* _Directions_:
Return exactly the lines that run from the one containing "Objective — locate the coral" to the end of the entries, with both ends included.

--- Start Records supplied ---

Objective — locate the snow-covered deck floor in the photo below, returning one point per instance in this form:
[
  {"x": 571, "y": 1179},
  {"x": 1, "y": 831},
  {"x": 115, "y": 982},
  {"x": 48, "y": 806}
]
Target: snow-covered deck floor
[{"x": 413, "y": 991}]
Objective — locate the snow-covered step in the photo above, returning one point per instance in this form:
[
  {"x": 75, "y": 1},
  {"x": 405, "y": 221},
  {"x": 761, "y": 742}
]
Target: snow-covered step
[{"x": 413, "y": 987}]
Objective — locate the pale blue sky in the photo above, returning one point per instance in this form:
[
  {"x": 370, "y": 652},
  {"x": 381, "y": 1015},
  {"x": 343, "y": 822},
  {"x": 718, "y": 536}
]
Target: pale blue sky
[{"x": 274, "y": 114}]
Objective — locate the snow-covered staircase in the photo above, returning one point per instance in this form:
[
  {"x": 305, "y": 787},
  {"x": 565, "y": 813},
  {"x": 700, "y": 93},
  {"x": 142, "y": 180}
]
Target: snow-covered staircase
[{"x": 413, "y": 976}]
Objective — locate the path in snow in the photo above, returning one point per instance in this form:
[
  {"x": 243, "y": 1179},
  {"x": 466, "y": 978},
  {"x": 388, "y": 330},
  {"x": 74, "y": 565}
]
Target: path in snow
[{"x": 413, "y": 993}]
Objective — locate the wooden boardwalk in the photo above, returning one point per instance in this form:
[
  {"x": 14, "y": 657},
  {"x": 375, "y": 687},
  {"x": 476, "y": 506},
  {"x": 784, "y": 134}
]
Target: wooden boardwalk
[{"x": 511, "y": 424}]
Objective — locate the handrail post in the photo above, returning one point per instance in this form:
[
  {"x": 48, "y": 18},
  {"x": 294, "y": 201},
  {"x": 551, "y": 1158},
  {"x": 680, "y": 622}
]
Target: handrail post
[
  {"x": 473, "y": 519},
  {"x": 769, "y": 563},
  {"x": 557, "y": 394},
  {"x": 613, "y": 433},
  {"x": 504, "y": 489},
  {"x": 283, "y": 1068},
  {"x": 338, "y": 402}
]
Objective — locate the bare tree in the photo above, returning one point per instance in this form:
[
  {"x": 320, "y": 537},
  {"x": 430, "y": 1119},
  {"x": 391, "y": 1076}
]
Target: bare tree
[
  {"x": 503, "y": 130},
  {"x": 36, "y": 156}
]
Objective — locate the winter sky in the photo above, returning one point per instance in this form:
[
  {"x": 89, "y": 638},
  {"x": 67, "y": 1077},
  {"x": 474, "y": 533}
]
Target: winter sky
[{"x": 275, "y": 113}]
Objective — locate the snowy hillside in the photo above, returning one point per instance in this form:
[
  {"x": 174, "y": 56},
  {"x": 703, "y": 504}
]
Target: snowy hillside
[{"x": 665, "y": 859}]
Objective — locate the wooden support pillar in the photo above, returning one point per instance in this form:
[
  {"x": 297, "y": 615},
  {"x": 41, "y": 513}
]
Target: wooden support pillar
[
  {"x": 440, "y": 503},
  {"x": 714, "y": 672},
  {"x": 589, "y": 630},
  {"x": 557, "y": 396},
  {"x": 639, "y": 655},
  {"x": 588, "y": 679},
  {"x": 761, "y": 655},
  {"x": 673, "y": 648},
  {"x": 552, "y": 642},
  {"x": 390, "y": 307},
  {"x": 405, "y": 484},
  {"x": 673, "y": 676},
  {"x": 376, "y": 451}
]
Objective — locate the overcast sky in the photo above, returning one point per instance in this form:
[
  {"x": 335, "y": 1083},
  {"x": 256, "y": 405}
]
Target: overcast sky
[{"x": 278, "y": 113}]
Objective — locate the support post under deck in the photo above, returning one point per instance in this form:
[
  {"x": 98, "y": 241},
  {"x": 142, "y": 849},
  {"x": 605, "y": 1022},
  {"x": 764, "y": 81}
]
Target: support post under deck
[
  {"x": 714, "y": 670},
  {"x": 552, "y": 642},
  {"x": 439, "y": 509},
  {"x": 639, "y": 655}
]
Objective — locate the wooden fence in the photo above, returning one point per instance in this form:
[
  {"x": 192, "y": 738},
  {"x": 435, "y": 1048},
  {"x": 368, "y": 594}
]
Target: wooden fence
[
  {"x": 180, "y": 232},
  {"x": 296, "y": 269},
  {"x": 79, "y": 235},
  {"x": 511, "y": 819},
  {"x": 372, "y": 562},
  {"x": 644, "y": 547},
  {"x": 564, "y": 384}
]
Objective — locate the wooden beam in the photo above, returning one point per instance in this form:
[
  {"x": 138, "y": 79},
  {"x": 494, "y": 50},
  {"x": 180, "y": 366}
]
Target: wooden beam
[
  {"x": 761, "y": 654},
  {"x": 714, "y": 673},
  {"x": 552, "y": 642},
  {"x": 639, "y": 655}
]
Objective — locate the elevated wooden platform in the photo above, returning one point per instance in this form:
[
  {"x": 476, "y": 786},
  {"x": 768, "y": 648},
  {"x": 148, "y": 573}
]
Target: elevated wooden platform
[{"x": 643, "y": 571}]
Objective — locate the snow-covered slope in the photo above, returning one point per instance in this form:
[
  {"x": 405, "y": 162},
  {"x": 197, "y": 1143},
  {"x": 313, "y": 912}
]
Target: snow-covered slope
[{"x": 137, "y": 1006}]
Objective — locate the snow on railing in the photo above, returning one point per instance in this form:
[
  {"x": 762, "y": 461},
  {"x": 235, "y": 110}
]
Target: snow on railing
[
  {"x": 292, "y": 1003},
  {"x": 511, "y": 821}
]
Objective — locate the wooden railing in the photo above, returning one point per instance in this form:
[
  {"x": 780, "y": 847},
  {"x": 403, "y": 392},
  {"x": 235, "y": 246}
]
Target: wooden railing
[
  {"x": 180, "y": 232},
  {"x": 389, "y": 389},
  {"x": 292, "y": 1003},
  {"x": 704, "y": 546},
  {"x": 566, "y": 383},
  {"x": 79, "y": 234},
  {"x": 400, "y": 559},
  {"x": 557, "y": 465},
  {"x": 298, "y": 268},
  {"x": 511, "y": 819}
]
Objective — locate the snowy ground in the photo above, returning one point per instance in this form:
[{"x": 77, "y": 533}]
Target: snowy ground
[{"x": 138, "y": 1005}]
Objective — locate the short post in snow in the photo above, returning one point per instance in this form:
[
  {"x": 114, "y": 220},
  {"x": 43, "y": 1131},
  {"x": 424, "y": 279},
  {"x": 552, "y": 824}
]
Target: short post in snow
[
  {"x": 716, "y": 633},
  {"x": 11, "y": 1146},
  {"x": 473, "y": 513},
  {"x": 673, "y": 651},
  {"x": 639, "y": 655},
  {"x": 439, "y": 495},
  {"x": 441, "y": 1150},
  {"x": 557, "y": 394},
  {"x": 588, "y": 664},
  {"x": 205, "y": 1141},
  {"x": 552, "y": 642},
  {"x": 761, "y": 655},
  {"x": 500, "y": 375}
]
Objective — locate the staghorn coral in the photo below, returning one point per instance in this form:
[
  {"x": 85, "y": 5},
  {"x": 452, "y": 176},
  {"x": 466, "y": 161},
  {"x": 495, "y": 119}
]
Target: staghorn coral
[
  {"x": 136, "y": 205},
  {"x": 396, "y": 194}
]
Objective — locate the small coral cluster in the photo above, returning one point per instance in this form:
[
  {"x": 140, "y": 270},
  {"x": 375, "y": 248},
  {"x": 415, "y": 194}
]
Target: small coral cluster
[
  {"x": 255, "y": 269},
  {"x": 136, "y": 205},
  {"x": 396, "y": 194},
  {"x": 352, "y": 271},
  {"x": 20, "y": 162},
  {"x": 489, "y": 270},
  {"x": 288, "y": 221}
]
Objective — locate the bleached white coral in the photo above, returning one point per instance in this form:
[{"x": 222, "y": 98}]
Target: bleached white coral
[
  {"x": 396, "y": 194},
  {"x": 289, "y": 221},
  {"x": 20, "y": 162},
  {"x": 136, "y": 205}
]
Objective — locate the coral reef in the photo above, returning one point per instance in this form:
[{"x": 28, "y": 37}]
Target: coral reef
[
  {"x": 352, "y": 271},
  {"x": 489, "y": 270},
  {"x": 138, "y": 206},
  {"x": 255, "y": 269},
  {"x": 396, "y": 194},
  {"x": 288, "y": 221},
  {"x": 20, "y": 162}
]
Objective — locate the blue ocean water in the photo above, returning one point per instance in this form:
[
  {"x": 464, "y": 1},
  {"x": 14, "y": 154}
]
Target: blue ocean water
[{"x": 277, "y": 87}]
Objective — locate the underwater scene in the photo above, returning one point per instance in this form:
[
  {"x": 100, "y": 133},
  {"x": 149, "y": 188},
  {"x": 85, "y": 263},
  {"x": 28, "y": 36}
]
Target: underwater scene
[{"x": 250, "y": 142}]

--- End Records supplied ---

* _Response to the exercise_:
Objective — locate the coral reef in the photo above, returning one point per instance in this form:
[{"x": 28, "y": 37}]
Target: coral reef
[
  {"x": 352, "y": 271},
  {"x": 489, "y": 270},
  {"x": 138, "y": 206},
  {"x": 255, "y": 269},
  {"x": 396, "y": 194},
  {"x": 288, "y": 221},
  {"x": 20, "y": 162}
]
Objective — locate the blue ocean water in the photo above, returning one point per instance in this form:
[
  {"x": 464, "y": 1},
  {"x": 14, "y": 154}
]
Target: blue ocean water
[{"x": 277, "y": 87}]
Objective — locate the underwater scene in the photo above, returning one point per instance in this form:
[
  {"x": 100, "y": 133},
  {"x": 149, "y": 188},
  {"x": 85, "y": 263},
  {"x": 28, "y": 36}
]
Target: underwater scene
[{"x": 250, "y": 142}]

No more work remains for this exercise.